**Items from a dataset:**
◆ ◆ ◆

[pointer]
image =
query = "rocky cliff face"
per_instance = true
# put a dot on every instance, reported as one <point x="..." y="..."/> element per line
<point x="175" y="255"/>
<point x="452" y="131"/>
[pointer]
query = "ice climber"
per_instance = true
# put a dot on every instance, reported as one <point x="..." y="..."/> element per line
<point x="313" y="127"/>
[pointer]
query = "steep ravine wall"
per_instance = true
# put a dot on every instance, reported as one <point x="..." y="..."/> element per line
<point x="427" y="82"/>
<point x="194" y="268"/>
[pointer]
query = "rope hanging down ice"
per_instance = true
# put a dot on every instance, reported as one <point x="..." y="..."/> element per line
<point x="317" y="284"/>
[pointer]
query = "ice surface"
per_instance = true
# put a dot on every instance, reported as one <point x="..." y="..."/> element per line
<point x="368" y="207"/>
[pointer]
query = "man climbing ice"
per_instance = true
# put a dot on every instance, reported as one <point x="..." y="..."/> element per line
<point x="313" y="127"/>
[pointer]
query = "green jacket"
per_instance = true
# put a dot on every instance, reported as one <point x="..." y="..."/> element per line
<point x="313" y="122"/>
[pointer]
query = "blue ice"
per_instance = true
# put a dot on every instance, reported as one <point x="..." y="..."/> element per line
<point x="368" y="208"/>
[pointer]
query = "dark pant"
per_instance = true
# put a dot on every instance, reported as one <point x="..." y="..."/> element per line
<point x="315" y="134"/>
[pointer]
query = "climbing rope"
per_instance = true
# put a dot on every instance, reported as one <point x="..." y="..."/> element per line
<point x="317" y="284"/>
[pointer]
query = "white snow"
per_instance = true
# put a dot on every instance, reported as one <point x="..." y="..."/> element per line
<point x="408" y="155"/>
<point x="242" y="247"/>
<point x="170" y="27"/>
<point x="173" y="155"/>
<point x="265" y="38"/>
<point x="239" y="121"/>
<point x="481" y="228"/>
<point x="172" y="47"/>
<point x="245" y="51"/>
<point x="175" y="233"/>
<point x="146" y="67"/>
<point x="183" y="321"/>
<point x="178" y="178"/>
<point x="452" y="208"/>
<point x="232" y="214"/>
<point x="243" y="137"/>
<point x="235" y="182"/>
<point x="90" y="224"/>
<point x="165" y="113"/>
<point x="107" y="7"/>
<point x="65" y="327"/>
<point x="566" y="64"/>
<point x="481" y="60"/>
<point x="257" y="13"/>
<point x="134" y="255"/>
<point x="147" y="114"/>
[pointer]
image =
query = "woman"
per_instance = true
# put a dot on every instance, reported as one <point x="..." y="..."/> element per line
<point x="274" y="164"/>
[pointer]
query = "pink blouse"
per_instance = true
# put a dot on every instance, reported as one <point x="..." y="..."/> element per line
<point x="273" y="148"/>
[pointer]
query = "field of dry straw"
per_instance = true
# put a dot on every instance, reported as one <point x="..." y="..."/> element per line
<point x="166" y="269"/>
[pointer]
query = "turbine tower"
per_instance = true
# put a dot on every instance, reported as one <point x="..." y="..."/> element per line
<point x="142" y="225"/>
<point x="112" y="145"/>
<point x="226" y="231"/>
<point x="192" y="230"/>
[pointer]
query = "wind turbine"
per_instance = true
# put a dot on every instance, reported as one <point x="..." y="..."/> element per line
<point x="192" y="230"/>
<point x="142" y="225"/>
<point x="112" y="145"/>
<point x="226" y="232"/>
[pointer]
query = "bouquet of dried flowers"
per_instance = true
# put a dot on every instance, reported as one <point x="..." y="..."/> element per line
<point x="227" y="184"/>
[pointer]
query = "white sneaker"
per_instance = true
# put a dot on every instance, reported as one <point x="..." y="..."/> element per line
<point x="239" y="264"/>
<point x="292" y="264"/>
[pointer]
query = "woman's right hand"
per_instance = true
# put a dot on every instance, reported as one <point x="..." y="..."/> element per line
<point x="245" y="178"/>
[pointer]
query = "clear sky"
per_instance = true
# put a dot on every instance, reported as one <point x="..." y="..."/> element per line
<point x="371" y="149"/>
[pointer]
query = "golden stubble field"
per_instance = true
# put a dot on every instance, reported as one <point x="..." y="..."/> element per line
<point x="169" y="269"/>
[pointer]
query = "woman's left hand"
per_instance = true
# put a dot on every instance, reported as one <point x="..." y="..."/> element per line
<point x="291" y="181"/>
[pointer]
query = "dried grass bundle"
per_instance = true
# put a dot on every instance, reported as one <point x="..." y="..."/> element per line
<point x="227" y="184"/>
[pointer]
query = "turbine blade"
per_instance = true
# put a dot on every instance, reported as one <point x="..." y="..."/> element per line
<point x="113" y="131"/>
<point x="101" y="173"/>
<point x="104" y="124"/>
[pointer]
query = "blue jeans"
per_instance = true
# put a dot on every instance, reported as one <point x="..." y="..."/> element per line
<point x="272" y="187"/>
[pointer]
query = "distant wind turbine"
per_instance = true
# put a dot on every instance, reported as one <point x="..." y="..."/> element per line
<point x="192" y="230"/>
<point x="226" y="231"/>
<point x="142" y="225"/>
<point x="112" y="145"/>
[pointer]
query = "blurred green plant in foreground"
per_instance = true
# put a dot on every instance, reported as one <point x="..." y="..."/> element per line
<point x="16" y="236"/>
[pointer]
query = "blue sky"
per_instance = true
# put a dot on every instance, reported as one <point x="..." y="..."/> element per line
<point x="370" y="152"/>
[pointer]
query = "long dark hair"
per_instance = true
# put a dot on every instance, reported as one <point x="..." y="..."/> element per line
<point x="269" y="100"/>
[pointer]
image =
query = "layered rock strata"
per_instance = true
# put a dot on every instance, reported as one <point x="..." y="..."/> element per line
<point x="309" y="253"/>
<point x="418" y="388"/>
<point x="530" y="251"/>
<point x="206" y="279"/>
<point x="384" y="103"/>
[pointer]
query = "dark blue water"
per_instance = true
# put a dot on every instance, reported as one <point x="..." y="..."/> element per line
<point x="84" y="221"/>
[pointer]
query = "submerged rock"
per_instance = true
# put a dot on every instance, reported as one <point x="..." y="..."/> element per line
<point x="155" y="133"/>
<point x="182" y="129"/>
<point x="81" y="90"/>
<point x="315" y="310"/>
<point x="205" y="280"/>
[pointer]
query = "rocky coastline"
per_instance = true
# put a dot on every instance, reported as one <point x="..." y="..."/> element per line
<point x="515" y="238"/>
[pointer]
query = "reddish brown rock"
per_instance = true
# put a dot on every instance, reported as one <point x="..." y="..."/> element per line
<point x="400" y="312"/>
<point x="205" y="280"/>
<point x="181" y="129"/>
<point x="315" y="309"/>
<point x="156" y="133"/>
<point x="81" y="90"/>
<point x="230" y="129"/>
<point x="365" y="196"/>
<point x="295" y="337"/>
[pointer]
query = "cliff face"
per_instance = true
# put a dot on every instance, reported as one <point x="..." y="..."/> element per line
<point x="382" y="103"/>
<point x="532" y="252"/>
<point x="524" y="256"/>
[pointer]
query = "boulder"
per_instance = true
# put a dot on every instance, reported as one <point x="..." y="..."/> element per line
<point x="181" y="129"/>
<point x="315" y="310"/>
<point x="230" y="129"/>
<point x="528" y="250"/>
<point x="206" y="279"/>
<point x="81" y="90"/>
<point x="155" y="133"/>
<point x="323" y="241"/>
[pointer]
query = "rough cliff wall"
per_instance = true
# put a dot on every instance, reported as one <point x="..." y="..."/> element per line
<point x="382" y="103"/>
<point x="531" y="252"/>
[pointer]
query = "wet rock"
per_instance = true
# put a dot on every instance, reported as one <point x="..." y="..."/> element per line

◆ ◆ ◆

**TO DO:**
Print out every record again, exactly and in full.

**COMPLETE ANSWER:**
[pointer]
image =
query = "rocky cliff face"
per_instance = true
# put a dot on every instance, reported as one <point x="..." y="..."/> element per line
<point x="175" y="255"/>
<point x="452" y="131"/>
[pointer]
query = "ice climber"
per_instance = true
# put a dot on every instance, reported as one <point x="..." y="..."/> element per line
<point x="313" y="127"/>
[pointer]
query = "steep ravine wall"
per_instance = true
# put a dot on every instance, reported as one <point x="..." y="..."/> element per line
<point x="427" y="82"/>
<point x="194" y="268"/>
[pointer]
query = "rope hanging down ice"
per_instance = true
# put a dot on every instance, reported as one <point x="..." y="..."/> element per line
<point x="317" y="284"/>
[pointer]
query = "ice surface"
per_instance = true
# put a dot on every instance, reported as one <point x="..." y="..."/> element per line
<point x="368" y="207"/>
[pointer]
query = "man climbing ice"
per_instance = true
# put a dot on every instance, reported as one <point x="..." y="..."/> element per line
<point x="313" y="127"/>
[pointer]
query = "green jacket"
per_instance = true
# put a dot on every instance, reported as one <point x="..." y="..."/> element per line
<point x="313" y="122"/>
[pointer]
query = "blue ice"
per_instance = true
# put a dot on every instance, reported as one <point x="..." y="..."/> element per line
<point x="368" y="208"/>
[pointer]
query = "dark pant"
per_instance = true
# put a dot on every instance, reported as one <point x="..." y="..."/> element per line
<point x="315" y="134"/>
[pointer]
query = "climbing rope"
per_instance = true
# put a dot on every instance, reported as one <point x="..." y="..."/> element per line
<point x="317" y="284"/>
[pointer]
query = "white snow"
per_instance = true
# put a dot on every instance, reported as one <point x="..." y="..."/> element per line
<point x="408" y="155"/>
<point x="242" y="247"/>
<point x="170" y="27"/>
<point x="173" y="155"/>
<point x="265" y="38"/>
<point x="239" y="121"/>
<point x="481" y="228"/>
<point x="172" y="47"/>
<point x="245" y="51"/>
<point x="175" y="233"/>
<point x="146" y="67"/>
<point x="183" y="321"/>
<point x="178" y="178"/>
<point x="452" y="208"/>
<point x="232" y="214"/>
<point x="243" y="137"/>
<point x="235" y="182"/>
<point x="90" y="224"/>
<point x="165" y="113"/>
<point x="107" y="7"/>
<point x="65" y="327"/>
<point x="566" y="64"/>
<point x="481" y="60"/>
<point x="257" y="13"/>
<point x="134" y="255"/>
<point x="147" y="114"/>
[pointer]
image =
query = "woman"
per_instance = true
# put a dot on every instance, reported as one <point x="..." y="..."/> element per line
<point x="274" y="164"/>
[pointer]
query = "pink blouse"
per_instance = true
# put a dot on every instance, reported as one <point x="..." y="..."/> element per line
<point x="273" y="148"/>
[pointer]
query = "field of dry straw"
per_instance = true
# put a dot on every instance, reported as one <point x="..." y="..."/> element per line
<point x="166" y="269"/>
[pointer]
query = "turbine tower"
per_instance = true
# put a dot on every instance, reported as one <point x="..." y="..."/> element per line
<point x="142" y="225"/>
<point x="112" y="145"/>
<point x="226" y="231"/>
<point x="192" y="230"/>
[pointer]
query = "wind turbine"
per_instance = true
# put a dot on every instance, reported as one <point x="..." y="..."/> element per line
<point x="192" y="230"/>
<point x="142" y="225"/>
<point x="112" y="145"/>
<point x="226" y="232"/>
[pointer]
query = "bouquet of dried flowers"
per_instance = true
# put a dot on every instance, reported as one <point x="..." y="..."/> element per line
<point x="227" y="184"/>
[pointer]
query = "white sneaker"
per_instance = true
# put a dot on every instance, reported as one <point x="..." y="..."/> element per line
<point x="239" y="264"/>
<point x="292" y="264"/>
[pointer]
query = "woman's right hand"
per_instance = true
# put a dot on every instance, reported as one <point x="..." y="..."/> element per line
<point x="245" y="178"/>
[pointer]
query = "clear sky"
per_instance = true
# put a dot on every instance, reported as one <point x="..." y="..."/> element per line
<point x="371" y="149"/>
[pointer]
query = "golden stubble field"
per_instance = true
# put a dot on every instance, reported as one <point x="..." y="..."/> element per line
<point x="169" y="269"/>
[pointer]
query = "woman's left hand"
per_instance = true
# put a dot on every instance, reported as one <point x="..." y="..."/> element per line
<point x="291" y="181"/>
[pointer]
query = "dried grass bundle"
per_instance = true
# put a dot on every instance, reported as one <point x="..." y="..."/> element per line
<point x="227" y="184"/>
[pointer]
query = "turbine blade"
per_instance = true
# put a dot on every instance, reported as one <point x="..." y="..."/> element per line
<point x="113" y="131"/>
<point x="101" y="173"/>
<point x="104" y="124"/>
[pointer]
query = "blue jeans"
per_instance = true
# put a dot on every instance, reported as one <point x="..." y="..."/> element per line
<point x="272" y="187"/>
[pointer]
query = "distant wind turbine"
per_instance = true
# put a dot on every instance, reported as one <point x="..." y="..."/> element per line
<point x="192" y="230"/>
<point x="226" y="231"/>
<point x="142" y="225"/>
<point x="112" y="145"/>
[pointer]
query = "blurred green plant in foreground"
per_instance = true
# put a dot on every instance, reported as one <point x="..." y="..."/> element per line
<point x="16" y="236"/>
[pointer]
query = "blue sky"
per_instance = true
# put a dot on every instance, reported as one <point x="..." y="..."/> element per line
<point x="370" y="152"/>
[pointer]
query = "long dark hair"
per_instance = true
# put a dot on every instance, reported as one <point x="..." y="..."/> element per line
<point x="269" y="100"/>
[pointer]
image =
query = "layered rock strata"
per_instance = true
# put a dot on every instance, reported as one <point x="..." y="..."/> element per line
<point x="309" y="253"/>
<point x="418" y="388"/>
<point x="530" y="251"/>
<point x="206" y="279"/>
<point x="384" y="103"/>
[pointer]
query = "dark blue water"
per_instance = true
# put a dot on every instance, reported as one <point x="..." y="..."/> element per line
<point x="84" y="221"/>
[pointer]
query = "submerged rock"
per_instance = true
# put a dot on every instance, reported as one <point x="..." y="..."/> element per line
<point x="155" y="133"/>
<point x="182" y="129"/>
<point x="81" y="90"/>
<point x="315" y="310"/>
<point x="205" y="280"/>
[pointer]
query = "rocky coastline"
per_instance = true
# put a dot on every instance, reported as one <point x="..." y="..."/> element per line
<point x="515" y="238"/>
[pointer]
query = "reddish brown rock"
per_instance = true
# put a dot on every instance, reported as one <point x="..." y="..."/> element per line
<point x="400" y="312"/>
<point x="205" y="280"/>
<point x="181" y="129"/>
<point x="315" y="309"/>
<point x="156" y="133"/>
<point x="81" y="90"/>
<point x="230" y="129"/>
<point x="365" y="196"/>
<point x="295" y="337"/>
[pointer]
query = "cliff face"
per_instance = true
# put a dot on every instance, reported as one <point x="..." y="..."/> element per line
<point x="382" y="103"/>
<point x="532" y="252"/>
<point x="524" y="256"/>
[pointer]
query = "boulder"
per_instance = true
# put a dot on every instance, reported as one <point x="..." y="..."/> element per line
<point x="181" y="129"/>
<point x="315" y="310"/>
<point x="230" y="129"/>
<point x="528" y="250"/>
<point x="206" y="279"/>
<point x="81" y="90"/>
<point x="155" y="133"/>
<point x="323" y="241"/>
[pointer]
query = "rough cliff wall"
per_instance = true
# put a dot on every instance, reported as one <point x="..." y="..."/> element per line
<point x="382" y="103"/>
<point x="531" y="252"/>
[pointer]
query = "wet rock"
per_instance = true
# put a dot on every instance, reported as one <point x="..." y="..."/> element per line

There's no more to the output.